> _DIRECTIONS_
Lay out every line of the entries below as a Markdown table with the columns "Row" and "Line," numbering the rows in order and skipping blank lines. Leave the pictures out of the answer.

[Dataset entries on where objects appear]
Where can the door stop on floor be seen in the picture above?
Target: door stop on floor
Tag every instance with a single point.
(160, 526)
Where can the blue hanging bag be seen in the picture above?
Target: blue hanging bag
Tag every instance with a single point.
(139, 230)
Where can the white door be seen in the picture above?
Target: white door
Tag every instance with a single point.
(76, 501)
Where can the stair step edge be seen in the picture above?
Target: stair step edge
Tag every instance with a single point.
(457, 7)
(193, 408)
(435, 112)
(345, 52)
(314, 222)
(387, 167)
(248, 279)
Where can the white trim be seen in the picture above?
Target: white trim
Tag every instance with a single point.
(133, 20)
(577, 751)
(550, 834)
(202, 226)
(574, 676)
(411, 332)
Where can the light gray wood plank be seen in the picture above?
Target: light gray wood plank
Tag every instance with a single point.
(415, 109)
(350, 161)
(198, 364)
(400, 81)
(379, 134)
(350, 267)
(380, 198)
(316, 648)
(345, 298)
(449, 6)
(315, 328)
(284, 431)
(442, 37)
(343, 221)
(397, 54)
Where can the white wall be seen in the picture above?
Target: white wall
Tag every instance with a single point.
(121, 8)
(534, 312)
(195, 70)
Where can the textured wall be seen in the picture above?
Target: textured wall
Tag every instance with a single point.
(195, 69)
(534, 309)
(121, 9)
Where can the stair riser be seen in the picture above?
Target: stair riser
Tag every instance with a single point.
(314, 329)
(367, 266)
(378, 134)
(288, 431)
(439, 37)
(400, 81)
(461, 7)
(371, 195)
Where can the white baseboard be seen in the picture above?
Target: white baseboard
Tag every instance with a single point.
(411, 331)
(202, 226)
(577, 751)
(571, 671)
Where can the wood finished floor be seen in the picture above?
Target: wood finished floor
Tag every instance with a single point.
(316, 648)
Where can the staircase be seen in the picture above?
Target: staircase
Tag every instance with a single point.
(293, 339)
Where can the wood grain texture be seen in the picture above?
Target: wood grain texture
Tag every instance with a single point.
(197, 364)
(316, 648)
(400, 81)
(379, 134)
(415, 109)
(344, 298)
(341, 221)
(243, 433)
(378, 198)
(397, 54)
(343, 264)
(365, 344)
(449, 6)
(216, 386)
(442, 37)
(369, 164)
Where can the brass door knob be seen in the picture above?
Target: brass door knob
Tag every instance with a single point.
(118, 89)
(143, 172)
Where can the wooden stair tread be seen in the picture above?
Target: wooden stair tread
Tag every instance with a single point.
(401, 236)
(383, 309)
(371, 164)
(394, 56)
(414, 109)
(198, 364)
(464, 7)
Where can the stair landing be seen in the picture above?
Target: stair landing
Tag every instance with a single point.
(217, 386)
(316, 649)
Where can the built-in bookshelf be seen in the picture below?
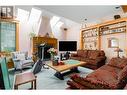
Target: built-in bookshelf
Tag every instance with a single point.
(113, 28)
(91, 36)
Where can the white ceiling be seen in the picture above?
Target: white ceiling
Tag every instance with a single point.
(79, 13)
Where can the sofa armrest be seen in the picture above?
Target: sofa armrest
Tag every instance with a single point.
(74, 55)
(100, 61)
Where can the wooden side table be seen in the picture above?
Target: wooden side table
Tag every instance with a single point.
(25, 78)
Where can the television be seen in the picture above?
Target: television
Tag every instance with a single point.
(67, 45)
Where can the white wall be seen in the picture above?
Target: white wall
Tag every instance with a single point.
(73, 34)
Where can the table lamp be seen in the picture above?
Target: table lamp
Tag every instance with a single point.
(118, 50)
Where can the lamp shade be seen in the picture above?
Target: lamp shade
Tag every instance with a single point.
(118, 50)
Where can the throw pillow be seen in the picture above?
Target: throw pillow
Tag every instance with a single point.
(122, 76)
(21, 56)
(93, 54)
(118, 62)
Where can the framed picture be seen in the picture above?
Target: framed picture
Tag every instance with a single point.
(6, 12)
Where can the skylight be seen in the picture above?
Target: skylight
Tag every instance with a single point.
(59, 24)
(22, 15)
(54, 20)
(34, 15)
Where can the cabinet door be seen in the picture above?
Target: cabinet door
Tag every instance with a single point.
(7, 36)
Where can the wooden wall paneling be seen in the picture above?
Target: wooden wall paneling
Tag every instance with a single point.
(124, 7)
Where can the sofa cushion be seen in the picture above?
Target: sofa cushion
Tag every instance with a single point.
(118, 62)
(82, 53)
(93, 54)
(102, 77)
(89, 61)
(122, 76)
(76, 58)
(111, 69)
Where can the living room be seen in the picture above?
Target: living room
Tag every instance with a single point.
(65, 50)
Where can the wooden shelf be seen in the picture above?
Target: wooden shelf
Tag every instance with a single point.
(114, 28)
(112, 33)
(90, 36)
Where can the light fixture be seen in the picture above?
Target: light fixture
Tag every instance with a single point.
(83, 25)
(118, 50)
(54, 20)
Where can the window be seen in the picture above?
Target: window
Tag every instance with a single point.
(22, 15)
(34, 15)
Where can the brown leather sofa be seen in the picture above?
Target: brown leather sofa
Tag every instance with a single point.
(110, 76)
(94, 58)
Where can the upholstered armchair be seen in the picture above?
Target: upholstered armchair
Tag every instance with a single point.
(21, 60)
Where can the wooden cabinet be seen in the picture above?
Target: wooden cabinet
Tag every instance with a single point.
(91, 36)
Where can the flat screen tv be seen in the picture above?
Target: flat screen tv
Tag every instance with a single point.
(67, 45)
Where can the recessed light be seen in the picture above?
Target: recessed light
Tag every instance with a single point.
(117, 7)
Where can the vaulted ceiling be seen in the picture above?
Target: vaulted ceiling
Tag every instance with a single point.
(80, 13)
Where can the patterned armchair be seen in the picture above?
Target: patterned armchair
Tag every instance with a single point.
(21, 60)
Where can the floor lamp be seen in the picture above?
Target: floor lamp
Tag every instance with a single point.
(118, 50)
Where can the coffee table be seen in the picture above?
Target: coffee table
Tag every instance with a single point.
(69, 65)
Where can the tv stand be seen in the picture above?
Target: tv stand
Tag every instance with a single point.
(64, 56)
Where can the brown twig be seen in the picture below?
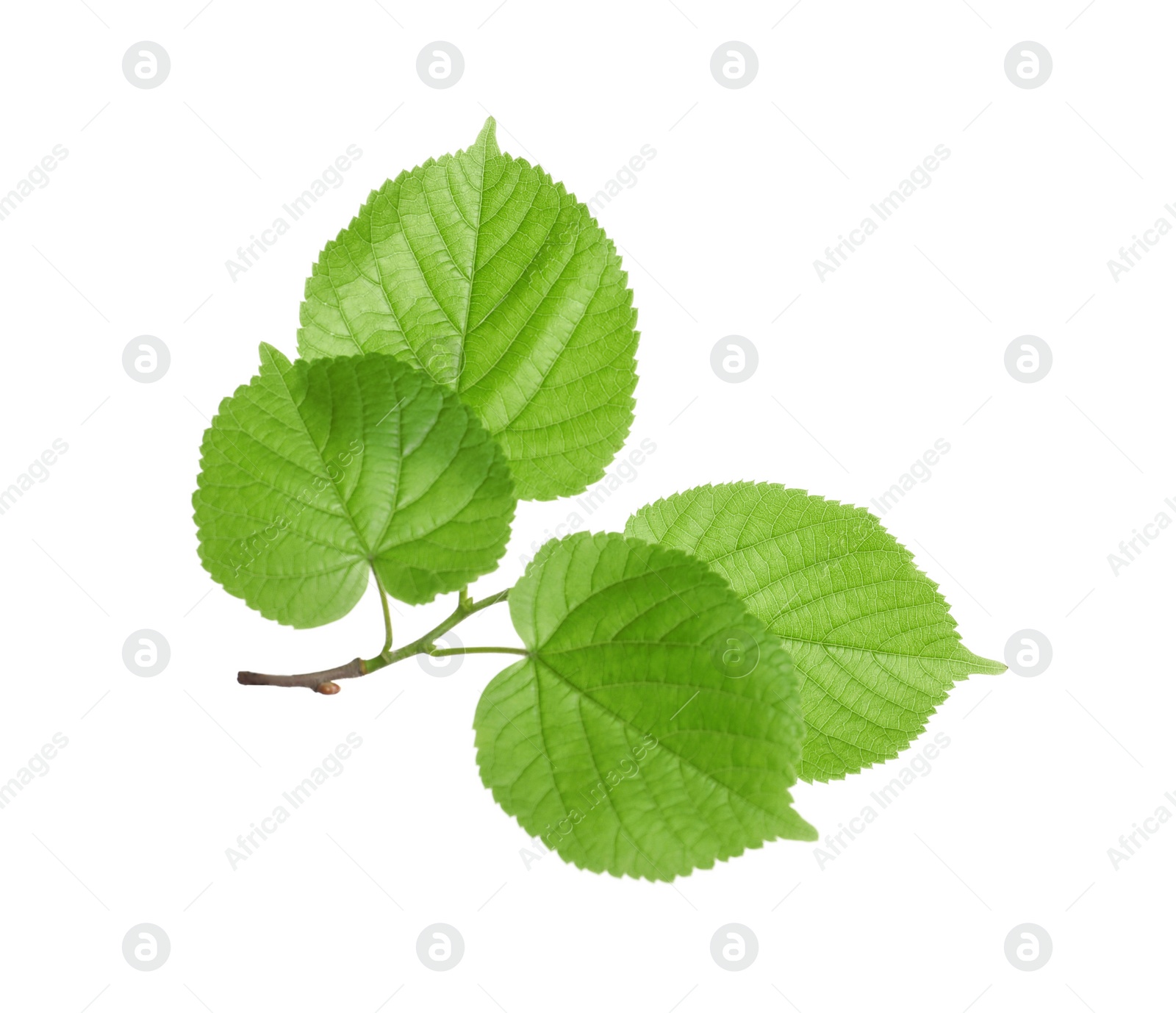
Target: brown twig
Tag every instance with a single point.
(323, 681)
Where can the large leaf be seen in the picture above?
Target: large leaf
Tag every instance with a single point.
(482, 271)
(870, 633)
(317, 473)
(654, 726)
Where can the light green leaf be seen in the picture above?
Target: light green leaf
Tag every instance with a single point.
(480, 270)
(870, 633)
(317, 473)
(654, 726)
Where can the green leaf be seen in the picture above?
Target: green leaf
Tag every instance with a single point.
(317, 473)
(870, 633)
(654, 726)
(480, 270)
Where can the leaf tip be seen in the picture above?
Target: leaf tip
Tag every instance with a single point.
(487, 137)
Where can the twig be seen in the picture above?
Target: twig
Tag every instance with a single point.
(325, 681)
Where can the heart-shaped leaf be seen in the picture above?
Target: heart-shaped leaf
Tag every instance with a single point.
(654, 726)
(317, 473)
(870, 632)
(480, 270)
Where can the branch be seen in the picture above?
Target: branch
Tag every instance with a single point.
(323, 681)
(319, 681)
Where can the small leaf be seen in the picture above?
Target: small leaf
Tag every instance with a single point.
(480, 270)
(870, 633)
(654, 726)
(318, 472)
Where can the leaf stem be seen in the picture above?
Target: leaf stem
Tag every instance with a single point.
(387, 617)
(323, 681)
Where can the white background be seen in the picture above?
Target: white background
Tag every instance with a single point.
(864, 372)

> _SOLUTION FOR THIS TASK_
| Row | Line |
|---|---|
| 1 | Where can the door stop on floor be seen in the picture above? |
| 2 | Target: door stop on floor |
| 3 | Tag every instance with a single point. |
| 4 | (160, 526) |
| 5 | Where can the blue hanging bag be seen in the picture above? |
| 6 | Target: blue hanging bag |
| 7 | Tag every instance with a single point. |
| 8 | (139, 230) |
| 9 | Where can the white door be seen in the picture above? |
| 10 | Target: white door |
| 11 | Tag every instance with a single point. |
| 12 | (76, 501) |
| 13 | Where can the stair step edge be seen in the picture above? |
| 14 | Target: stair step edge |
| 15 | Tag every instance with a single point. |
| 16 | (457, 7) |
| 17 | (193, 408) |
| 18 | (435, 112) |
| 19 | (345, 52) |
| 20 | (314, 222) |
| 21 | (387, 167) |
| 22 | (248, 279) |
| 23 | Where can the white trim be seen in the picture above? |
| 24 | Target: white trim |
| 25 | Tag every instance with a single point. |
| 26 | (133, 20) |
| 27 | (577, 751) |
| 28 | (550, 834) |
| 29 | (202, 226) |
| 30 | (574, 676) |
| 31 | (411, 332) |
| 32 | Where can the light gray wood plank be seen in the picture above? |
| 33 | Target: light gray wood plank |
| 34 | Tag every instance with a single point. |
| 35 | (415, 109) |
| 36 | (350, 161) |
| 37 | (198, 364) |
| 38 | (400, 81) |
| 39 | (379, 134) |
| 40 | (350, 267) |
| 41 | (380, 198) |
| 42 | (316, 648) |
| 43 | (345, 298) |
| 44 | (449, 6) |
| 45 | (315, 328) |
| 46 | (284, 431) |
| 47 | (442, 37) |
| 48 | (343, 221) |
| 49 | (397, 54) |
| 50 | Where can the white wall be seen in the picture above? |
| 51 | Target: white wall |
| 52 | Tag every instance with a single point. |
| 53 | (121, 8) |
| 54 | (534, 312) |
| 55 | (195, 70) |
| 56 | Where can the textured wall be seen in the picture above? |
| 57 | Target: textured wall |
| 58 | Tag every instance with a single point. |
| 59 | (195, 69) |
| 60 | (534, 309) |
| 61 | (121, 9) |
| 62 | Where can the stair riser be seen in the picture above? |
| 63 | Target: stair riser |
| 64 | Tag every instance with a single point. |
| 65 | (314, 329) |
| 66 | (367, 266) |
| 67 | (378, 134) |
| 68 | (288, 431) |
| 69 | (439, 37) |
| 70 | (400, 81) |
| 71 | (461, 7) |
| 72 | (371, 195) |
| 73 | Where can the white baseboard be seen in the picture above? |
| 74 | Target: white baseboard |
| 75 | Tag every instance with a single point. |
| 76 | (411, 331) |
| 77 | (202, 226) |
| 78 | (577, 751) |
| 79 | (571, 671) |
| 80 | Where can the wood finished floor be seen in the picture above? |
| 81 | Target: wood finished floor |
| 82 | Tag every instance with a single point. |
| 83 | (316, 648) |
| 84 | Where can the staircase be seen in the picture above? |
| 85 | Target: staircase |
| 86 | Tag every instance with a single point. |
| 87 | (293, 339) |
| 88 | Where can the wood grain texture be seen in the picture above? |
| 89 | Target: wood grain texture |
| 90 | Tag every instance with a single point. |
| 91 | (197, 364) |
| 92 | (316, 648) |
| 93 | (400, 81) |
| 94 | (379, 134) |
| 95 | (415, 109) |
| 96 | (344, 298) |
| 97 | (341, 221) |
| 98 | (243, 433) |
| 99 | (378, 198) |
| 100 | (397, 54) |
| 101 | (343, 264) |
| 102 | (365, 344) |
| 103 | (449, 6) |
| 104 | (216, 386) |
| 105 | (442, 37) |
| 106 | (369, 164) |
| 107 | Where can the brass door knob be seen in the picture above? |
| 108 | Target: brass door knob |
| 109 | Tag every instance with a single point. |
| 110 | (118, 89) |
| 111 | (143, 172) |
| 112 | Where can the wooden stair tread be seen in the picture above? |
| 113 | Target: wooden stair tread |
| 114 | Tag every instance with a single point. |
| 115 | (401, 236) |
| 116 | (383, 309) |
| 117 | (371, 164) |
| 118 | (394, 56) |
| 119 | (414, 109) |
| 120 | (198, 364) |
| 121 | (464, 7) |
| 122 | Where can the stair landing be seen in the picture above? |
| 123 | Target: stair landing |
| 124 | Tag every instance with a single point. |
| 125 | (217, 386) |
| 126 | (316, 649) |
| 127 | Where can the built-in bookshelf be seen in the picture below? |
| 128 | Target: built-in bookshelf |
| 129 | Tag every instance with a single point. |
| 130 | (113, 28) |
| 131 | (91, 36) |
| 132 | Where can the white ceiling be seen in the picture above? |
| 133 | Target: white ceiling |
| 134 | Tag every instance with a single point. |
| 135 | (79, 13) |
| 136 | Where can the sofa armrest be seen in the picture above? |
| 137 | Target: sofa armrest |
| 138 | Tag every instance with a single point. |
| 139 | (74, 55) |
| 140 | (100, 61) |
| 141 | Where can the wooden side table be seen in the picture above? |
| 142 | Target: wooden side table |
| 143 | Tag every instance with a single point. |
| 144 | (25, 78) |
| 145 | Where can the television be seen in the picture above? |
| 146 | Target: television |
| 147 | Tag every instance with a single point. |
| 148 | (67, 45) |
| 149 | Where can the white wall be seen in the picture above? |
| 150 | Target: white wall |
| 151 | Tag every instance with a single point. |
| 152 | (73, 34) |
| 153 | Where can the table lamp be seen in the picture above? |
| 154 | Target: table lamp |
| 155 | Tag every instance with a single point. |
| 156 | (118, 50) |
| 157 | Where can the lamp shade be seen in the picture above? |
| 158 | Target: lamp shade |
| 159 | Tag every instance with a single point. |
| 160 | (118, 50) |
| 161 | Where can the throw pillow be seen in the picture above? |
| 162 | Target: throw pillow |
| 163 | Tag every instance with a single point. |
| 164 | (122, 76) |
| 165 | (21, 56) |
| 166 | (93, 54) |
| 167 | (118, 62) |
| 168 | Where can the framed picture be seen in the picture above? |
| 169 | Target: framed picture |
| 170 | Tag every instance with a single point. |
| 171 | (6, 12) |
| 172 | Where can the skylight be seen in the picture above? |
| 173 | Target: skylight |
| 174 | Tag every instance with a single point. |
| 175 | (59, 24) |
| 176 | (22, 15) |
| 177 | (54, 20) |
| 178 | (34, 15) |
| 179 | Where can the cabinet door be seen in the picture above? |
| 180 | Target: cabinet door |
| 181 | Tag every instance with a single point. |
| 182 | (7, 36) |
| 183 | Where can the wooden wall paneling be seen in the picture above? |
| 184 | Target: wooden wall paneling |
| 185 | Tag every instance with a single point. |
| 186 | (124, 7) |
| 187 | Where can the sofa cushion be seen in the picture above? |
| 188 | Target: sofa cushion |
| 189 | Tag every instance with a single point. |
| 190 | (118, 62) |
| 191 | (82, 53) |
| 192 | (93, 54) |
| 193 | (102, 77) |
| 194 | (89, 61) |
| 195 | (122, 76) |
| 196 | (76, 58) |
| 197 | (111, 69) |
| 198 | Where can the living room be seen in the picture above? |
| 199 | Target: living room |
| 200 | Tag every instance with a single point. |
| 201 | (65, 50) |
| 202 | Where can the wooden shelf be seen in the picture above? |
| 203 | Target: wooden shelf |
| 204 | Tag every instance with a single point. |
| 205 | (114, 28) |
| 206 | (112, 33) |
| 207 | (90, 36) |
| 208 | Where can the light fixture be seen in the picture above? |
| 209 | Target: light fixture |
| 210 | Tag every instance with a single point. |
| 211 | (83, 25) |
| 212 | (118, 50) |
| 213 | (54, 20) |
| 214 | Where can the window be seen in the picture above? |
| 215 | Target: window |
| 216 | Tag every instance with a single point. |
| 217 | (22, 15) |
| 218 | (34, 15) |
| 219 | Where can the brown leather sofa be seen in the picture above? |
| 220 | Target: brown leather sofa |
| 221 | Tag every instance with a single point. |
| 222 | (110, 76) |
| 223 | (94, 58) |
| 224 | Where can the upholstered armchair be seen in the picture above? |
| 225 | Target: upholstered armchair |
| 226 | Tag every instance with a single point. |
| 227 | (21, 60) |
| 228 | Where can the wooden cabinet be seen in the picture above? |
| 229 | Target: wooden cabinet |
| 230 | Tag every instance with a single point. |
| 231 | (91, 36) |
| 232 | Where can the flat screen tv be seen in the picture above? |
| 233 | Target: flat screen tv |
| 234 | Tag every instance with a single point. |
| 235 | (67, 45) |
| 236 | Where can the recessed light be seen in the picture above? |
| 237 | Target: recessed light |
| 238 | Tag every instance with a single point. |
| 239 | (117, 7) |
| 240 | Where can the vaulted ceiling be seen in the picture above? |
| 241 | Target: vaulted ceiling |
| 242 | Tag every instance with a single point. |
| 243 | (80, 13) |
| 244 | Where can the patterned armchair be seen in the picture above? |
| 245 | Target: patterned armchair |
| 246 | Tag every instance with a single point. |
| 247 | (21, 60) |
| 248 | Where can the floor lamp be seen in the picture above? |
| 249 | Target: floor lamp |
| 250 | Tag every instance with a single point. |
| 251 | (118, 50) |
| 252 | Where can the coffee table be seen in the picture above? |
| 253 | Target: coffee table |
| 254 | Tag every instance with a single point. |
| 255 | (69, 65) |
| 256 | Where can the tv stand be seen in the picture above? |
| 257 | Target: tv stand |
| 258 | Tag every instance with a single point. |
| 259 | (64, 56) |
| 260 | Where can the brown twig be seen in the picture below? |
| 261 | Target: brown twig |
| 262 | Tag every instance with a single point. |
| 263 | (323, 681) |
| 264 | Where can the large leaf be seen in the picture above? |
| 265 | Target: large leaf |
| 266 | Tag every instance with a single point. |
| 267 | (482, 271) |
| 268 | (870, 633) |
| 269 | (317, 473) |
| 270 | (654, 726) |
| 271 | Where can the light green leaf be seen in the picture above? |
| 272 | Target: light green leaf |
| 273 | Tag every instance with a single point. |
| 274 | (480, 270) |
| 275 | (870, 633) |
| 276 | (317, 473) |
| 277 | (654, 726) |
| 278 | Where can the green leaf be seen in the picture above? |
| 279 | Target: green leaf |
| 280 | Tag every instance with a single point. |
| 281 | (317, 473) |
| 282 | (870, 633) |
| 283 | (654, 726) |
| 284 | (480, 270) |
| 285 | Where can the leaf tip be seen in the picture above? |
| 286 | Target: leaf tip |
| 287 | Tag every instance with a single point. |
| 288 | (487, 137) |
| 289 | Where can the twig be seen in the picture above? |
| 290 | Target: twig |
| 291 | Tag every instance with a single point. |
| 292 | (325, 681) |
| 293 | Where can the heart-shaped leaf be seen in the picture above? |
| 294 | Target: heart-shaped leaf |
| 295 | Tag every instance with a single point. |
| 296 | (654, 726) |
| 297 | (317, 473) |
| 298 | (870, 632) |
| 299 | (480, 270) |
| 300 | Where can the branch be seen in the picture above? |
| 301 | Target: branch |
| 302 | Tag every instance with a single point. |
| 303 | (323, 681) |
| 304 | (319, 681) |
| 305 | Where can the small leaf be seen in the picture above? |
| 306 | Target: small leaf |
| 307 | Tag every instance with a single point. |
| 308 | (480, 270) |
| 309 | (870, 633) |
| 310 | (654, 726) |
| 311 | (318, 472) |
| 312 | Where can the leaf stem be seen in the picture above? |
| 313 | Target: leaf stem |
| 314 | Tag every instance with a single point. |
| 315 | (387, 617) |
| 316 | (323, 681) |
| 317 | Where can the white background be seen in the picture above? |
| 318 | Target: white background |
| 319 | Tag every instance with a single point. |
| 320 | (864, 372) |